__WRITTEN EXERCISE__: Retype only what runs from the line that contains "# point at: smoke (one" through the last line of the listing below, both lines included.

[BEGIN SOURCE RECORDS]

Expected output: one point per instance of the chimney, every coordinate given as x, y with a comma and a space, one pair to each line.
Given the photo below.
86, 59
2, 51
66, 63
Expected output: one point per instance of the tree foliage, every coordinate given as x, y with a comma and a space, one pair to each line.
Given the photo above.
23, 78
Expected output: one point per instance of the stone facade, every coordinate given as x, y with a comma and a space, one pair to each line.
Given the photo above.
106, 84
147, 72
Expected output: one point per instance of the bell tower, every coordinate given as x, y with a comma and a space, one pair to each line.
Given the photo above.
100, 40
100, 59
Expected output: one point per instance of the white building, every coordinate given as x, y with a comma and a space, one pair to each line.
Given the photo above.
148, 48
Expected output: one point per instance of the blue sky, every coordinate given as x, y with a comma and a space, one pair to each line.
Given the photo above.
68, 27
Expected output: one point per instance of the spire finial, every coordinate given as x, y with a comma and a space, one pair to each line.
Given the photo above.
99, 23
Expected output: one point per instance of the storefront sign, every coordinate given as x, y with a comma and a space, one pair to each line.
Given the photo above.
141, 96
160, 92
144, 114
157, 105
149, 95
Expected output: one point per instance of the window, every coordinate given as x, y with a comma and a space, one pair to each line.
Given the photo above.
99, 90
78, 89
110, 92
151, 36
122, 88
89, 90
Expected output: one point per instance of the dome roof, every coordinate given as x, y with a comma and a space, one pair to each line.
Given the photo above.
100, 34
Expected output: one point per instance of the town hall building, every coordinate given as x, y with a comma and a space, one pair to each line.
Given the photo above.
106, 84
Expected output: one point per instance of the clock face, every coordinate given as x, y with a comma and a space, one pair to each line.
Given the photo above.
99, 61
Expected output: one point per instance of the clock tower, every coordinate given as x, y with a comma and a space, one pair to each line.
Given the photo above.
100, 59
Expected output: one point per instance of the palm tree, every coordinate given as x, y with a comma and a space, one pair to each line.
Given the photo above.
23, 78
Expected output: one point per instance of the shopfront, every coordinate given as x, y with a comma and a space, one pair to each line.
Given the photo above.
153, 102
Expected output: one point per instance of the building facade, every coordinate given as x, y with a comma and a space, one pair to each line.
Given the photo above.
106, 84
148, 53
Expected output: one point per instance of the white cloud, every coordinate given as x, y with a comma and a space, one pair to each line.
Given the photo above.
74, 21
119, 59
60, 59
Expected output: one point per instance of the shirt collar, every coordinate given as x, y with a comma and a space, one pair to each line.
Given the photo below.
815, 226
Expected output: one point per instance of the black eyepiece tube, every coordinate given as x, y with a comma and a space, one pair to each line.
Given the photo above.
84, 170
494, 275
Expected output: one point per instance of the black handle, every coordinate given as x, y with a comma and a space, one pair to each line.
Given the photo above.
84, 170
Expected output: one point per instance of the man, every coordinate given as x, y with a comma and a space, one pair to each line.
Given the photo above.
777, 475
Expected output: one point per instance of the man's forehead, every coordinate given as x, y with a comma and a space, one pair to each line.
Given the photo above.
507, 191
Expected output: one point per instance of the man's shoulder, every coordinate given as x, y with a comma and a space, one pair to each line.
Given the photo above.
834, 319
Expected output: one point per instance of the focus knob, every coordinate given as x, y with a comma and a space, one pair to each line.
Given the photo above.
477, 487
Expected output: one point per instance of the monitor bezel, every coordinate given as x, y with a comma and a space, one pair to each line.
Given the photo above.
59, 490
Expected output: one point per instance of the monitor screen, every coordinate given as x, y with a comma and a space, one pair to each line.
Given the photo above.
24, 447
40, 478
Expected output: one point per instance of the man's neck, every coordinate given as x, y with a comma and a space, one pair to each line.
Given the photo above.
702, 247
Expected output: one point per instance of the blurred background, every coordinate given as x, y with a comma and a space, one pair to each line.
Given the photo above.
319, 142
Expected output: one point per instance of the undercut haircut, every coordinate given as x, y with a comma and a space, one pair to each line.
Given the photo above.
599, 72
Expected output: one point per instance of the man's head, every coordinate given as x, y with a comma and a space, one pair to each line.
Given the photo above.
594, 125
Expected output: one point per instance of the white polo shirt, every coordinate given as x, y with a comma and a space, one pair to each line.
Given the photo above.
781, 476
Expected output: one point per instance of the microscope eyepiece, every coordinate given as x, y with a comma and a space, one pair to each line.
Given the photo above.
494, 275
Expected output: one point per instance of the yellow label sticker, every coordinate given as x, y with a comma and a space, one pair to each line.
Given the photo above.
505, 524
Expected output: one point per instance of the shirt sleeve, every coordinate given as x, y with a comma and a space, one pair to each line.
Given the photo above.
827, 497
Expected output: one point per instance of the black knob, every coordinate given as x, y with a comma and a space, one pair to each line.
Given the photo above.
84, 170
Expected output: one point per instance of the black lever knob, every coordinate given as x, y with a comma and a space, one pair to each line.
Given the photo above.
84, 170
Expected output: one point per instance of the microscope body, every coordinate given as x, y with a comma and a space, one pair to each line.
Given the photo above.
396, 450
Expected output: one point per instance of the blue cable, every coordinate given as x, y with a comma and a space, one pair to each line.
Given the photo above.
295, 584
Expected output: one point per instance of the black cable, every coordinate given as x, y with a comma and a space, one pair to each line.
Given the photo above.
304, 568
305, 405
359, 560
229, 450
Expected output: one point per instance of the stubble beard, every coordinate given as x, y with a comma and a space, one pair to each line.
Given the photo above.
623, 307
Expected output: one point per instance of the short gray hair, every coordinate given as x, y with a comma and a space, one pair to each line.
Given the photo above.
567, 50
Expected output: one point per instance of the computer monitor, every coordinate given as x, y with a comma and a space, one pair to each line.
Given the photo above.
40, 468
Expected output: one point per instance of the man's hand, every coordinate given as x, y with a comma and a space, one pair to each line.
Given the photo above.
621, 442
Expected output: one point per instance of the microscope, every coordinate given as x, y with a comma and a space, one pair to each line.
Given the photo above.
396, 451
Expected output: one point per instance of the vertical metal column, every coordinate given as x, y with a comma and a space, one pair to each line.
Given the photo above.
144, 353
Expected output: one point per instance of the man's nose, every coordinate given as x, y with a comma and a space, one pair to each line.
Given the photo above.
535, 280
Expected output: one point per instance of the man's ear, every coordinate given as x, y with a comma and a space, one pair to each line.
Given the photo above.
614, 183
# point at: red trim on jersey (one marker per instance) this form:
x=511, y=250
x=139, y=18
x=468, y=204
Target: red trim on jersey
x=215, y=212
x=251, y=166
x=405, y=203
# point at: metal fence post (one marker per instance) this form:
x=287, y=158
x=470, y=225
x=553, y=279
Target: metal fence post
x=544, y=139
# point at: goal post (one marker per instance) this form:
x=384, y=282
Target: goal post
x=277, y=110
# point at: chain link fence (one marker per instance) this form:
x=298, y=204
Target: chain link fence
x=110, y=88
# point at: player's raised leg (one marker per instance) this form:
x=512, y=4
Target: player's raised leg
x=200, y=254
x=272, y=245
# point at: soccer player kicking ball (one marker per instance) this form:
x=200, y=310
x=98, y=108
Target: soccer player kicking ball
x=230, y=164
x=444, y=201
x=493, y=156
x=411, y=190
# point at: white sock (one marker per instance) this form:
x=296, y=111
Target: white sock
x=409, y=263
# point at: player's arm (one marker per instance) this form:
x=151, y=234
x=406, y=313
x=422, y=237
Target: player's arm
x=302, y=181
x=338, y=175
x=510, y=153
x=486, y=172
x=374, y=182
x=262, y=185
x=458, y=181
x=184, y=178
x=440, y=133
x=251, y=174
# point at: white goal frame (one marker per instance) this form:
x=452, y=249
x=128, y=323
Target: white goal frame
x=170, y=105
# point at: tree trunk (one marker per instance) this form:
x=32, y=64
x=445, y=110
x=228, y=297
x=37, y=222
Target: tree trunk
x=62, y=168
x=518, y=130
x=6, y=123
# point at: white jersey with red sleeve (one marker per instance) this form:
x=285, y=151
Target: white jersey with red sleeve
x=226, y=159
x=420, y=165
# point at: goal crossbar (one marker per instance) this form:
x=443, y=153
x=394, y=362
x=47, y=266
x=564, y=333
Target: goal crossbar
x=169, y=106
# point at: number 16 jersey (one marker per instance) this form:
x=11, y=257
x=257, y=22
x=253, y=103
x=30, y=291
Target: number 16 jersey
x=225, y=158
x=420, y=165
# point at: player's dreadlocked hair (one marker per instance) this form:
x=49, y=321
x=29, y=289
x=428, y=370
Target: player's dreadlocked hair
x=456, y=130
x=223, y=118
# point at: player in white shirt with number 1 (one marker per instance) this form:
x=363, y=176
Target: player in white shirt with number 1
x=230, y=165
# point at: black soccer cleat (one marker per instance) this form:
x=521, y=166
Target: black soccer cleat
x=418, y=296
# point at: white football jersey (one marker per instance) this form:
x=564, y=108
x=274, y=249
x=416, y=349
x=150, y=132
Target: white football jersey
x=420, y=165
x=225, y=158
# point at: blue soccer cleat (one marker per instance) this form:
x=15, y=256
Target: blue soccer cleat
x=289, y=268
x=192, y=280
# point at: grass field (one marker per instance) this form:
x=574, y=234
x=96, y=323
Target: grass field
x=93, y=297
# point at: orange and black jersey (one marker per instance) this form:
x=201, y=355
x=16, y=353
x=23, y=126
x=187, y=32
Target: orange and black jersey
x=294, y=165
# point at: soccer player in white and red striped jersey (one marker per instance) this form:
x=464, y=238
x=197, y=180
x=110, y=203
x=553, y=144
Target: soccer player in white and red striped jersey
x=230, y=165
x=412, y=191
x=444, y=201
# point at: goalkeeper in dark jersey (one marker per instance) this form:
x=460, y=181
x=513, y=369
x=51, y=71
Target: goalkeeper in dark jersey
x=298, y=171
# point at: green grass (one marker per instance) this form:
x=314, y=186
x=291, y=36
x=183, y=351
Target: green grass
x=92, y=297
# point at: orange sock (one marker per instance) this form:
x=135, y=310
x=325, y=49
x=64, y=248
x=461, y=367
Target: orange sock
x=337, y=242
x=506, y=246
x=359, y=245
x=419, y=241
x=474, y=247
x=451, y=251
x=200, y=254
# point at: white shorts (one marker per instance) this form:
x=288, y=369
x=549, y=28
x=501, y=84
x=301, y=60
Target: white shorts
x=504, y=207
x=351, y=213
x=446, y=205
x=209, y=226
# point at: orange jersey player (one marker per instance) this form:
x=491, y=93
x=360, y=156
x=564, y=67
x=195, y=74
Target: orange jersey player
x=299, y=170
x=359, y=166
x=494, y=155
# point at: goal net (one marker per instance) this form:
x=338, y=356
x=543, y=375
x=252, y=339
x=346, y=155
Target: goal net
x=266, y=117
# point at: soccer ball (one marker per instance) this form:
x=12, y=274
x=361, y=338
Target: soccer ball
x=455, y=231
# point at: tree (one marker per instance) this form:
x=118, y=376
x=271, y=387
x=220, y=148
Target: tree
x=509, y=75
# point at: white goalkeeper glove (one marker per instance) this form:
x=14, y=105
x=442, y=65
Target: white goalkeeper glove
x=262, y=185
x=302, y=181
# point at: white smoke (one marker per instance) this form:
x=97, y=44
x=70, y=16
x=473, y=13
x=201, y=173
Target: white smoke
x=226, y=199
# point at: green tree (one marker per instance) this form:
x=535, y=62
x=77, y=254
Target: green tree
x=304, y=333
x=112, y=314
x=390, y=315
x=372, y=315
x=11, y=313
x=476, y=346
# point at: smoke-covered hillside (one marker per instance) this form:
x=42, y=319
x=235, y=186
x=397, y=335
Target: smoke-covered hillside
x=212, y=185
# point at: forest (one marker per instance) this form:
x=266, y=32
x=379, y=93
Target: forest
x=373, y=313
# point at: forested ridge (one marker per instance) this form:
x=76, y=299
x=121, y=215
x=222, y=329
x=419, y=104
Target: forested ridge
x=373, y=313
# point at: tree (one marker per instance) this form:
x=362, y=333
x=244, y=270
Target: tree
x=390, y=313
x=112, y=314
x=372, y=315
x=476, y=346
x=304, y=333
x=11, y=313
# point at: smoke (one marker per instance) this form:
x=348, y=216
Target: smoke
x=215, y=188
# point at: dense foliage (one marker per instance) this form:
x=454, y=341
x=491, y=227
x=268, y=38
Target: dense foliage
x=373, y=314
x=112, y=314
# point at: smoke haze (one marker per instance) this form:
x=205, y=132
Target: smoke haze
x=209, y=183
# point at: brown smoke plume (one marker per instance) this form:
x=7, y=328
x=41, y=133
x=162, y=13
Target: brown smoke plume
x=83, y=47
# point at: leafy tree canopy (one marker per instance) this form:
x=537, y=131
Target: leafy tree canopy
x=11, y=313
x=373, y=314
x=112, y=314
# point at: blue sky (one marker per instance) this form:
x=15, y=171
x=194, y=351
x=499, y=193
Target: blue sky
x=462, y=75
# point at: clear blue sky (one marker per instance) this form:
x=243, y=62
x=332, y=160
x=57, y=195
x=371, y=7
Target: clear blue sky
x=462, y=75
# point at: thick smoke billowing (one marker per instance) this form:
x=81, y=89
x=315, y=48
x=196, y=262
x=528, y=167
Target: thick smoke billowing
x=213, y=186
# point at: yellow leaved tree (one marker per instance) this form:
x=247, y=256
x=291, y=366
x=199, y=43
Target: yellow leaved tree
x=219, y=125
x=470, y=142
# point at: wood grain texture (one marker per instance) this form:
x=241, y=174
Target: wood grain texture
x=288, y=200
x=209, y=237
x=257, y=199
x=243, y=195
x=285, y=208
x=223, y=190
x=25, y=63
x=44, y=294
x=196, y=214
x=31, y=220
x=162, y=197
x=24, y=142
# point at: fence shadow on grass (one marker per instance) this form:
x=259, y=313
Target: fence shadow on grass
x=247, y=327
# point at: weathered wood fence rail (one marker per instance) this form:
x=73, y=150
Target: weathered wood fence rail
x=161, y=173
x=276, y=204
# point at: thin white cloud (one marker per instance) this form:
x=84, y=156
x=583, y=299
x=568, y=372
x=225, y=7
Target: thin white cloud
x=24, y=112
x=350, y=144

[END SOURCE RECORDS]

__SOLUTION__:
# point at: smoke (one marker per instance) this form:
x=348, y=216
Target: smoke
x=215, y=188
# point at: dense foliage (one marker per instance) this form:
x=454, y=341
x=491, y=227
x=268, y=38
Target: dense foliage
x=373, y=314
x=112, y=314
# point at: smoke haze (one marker per instance) this form:
x=205, y=132
Target: smoke haze
x=209, y=183
# point at: brown smoke plume (one marker per instance) this form:
x=7, y=328
x=41, y=133
x=162, y=13
Target: brown smoke plume
x=83, y=47
# point at: leafy tree canopy (one marker per instance) this form:
x=537, y=131
Target: leafy tree canopy
x=11, y=313
x=373, y=314
x=112, y=314
# point at: blue sky (one marker per instance) this form:
x=15, y=171
x=194, y=351
x=499, y=193
Target: blue sky
x=462, y=75
# point at: clear blue sky (one marker per instance) this form:
x=243, y=62
x=332, y=160
x=57, y=195
x=371, y=7
Target: clear blue sky
x=462, y=75
# point at: thick smoke billowing (one marker per instance) this form:
x=81, y=89
x=315, y=48
x=196, y=262
x=528, y=167
Target: thick smoke billowing
x=213, y=186
# point at: yellow leaved tree (one marker per instance) this form:
x=247, y=256
x=291, y=366
x=199, y=43
Target: yellow leaved tree
x=219, y=125
x=470, y=142
# point at: wood grain texture (one marker per instance) this form:
x=241, y=174
Target: wood grain texture
x=288, y=200
x=209, y=237
x=257, y=199
x=243, y=195
x=285, y=208
x=223, y=190
x=25, y=63
x=44, y=294
x=196, y=214
x=31, y=220
x=162, y=197
x=24, y=142
# point at: fence shadow on grass (one marker per instance) this form:
x=259, y=313
Target: fence shadow on grass
x=247, y=327
# point at: weathered wood fence rail (one marker per instance) this form:
x=73, y=150
Target: weathered wood fence rail
x=161, y=173
x=276, y=204
# point at: thin white cloud (one marker per instance) this form:
x=84, y=156
x=583, y=299
x=568, y=372
x=225, y=7
Target: thin white cloud
x=24, y=112
x=350, y=144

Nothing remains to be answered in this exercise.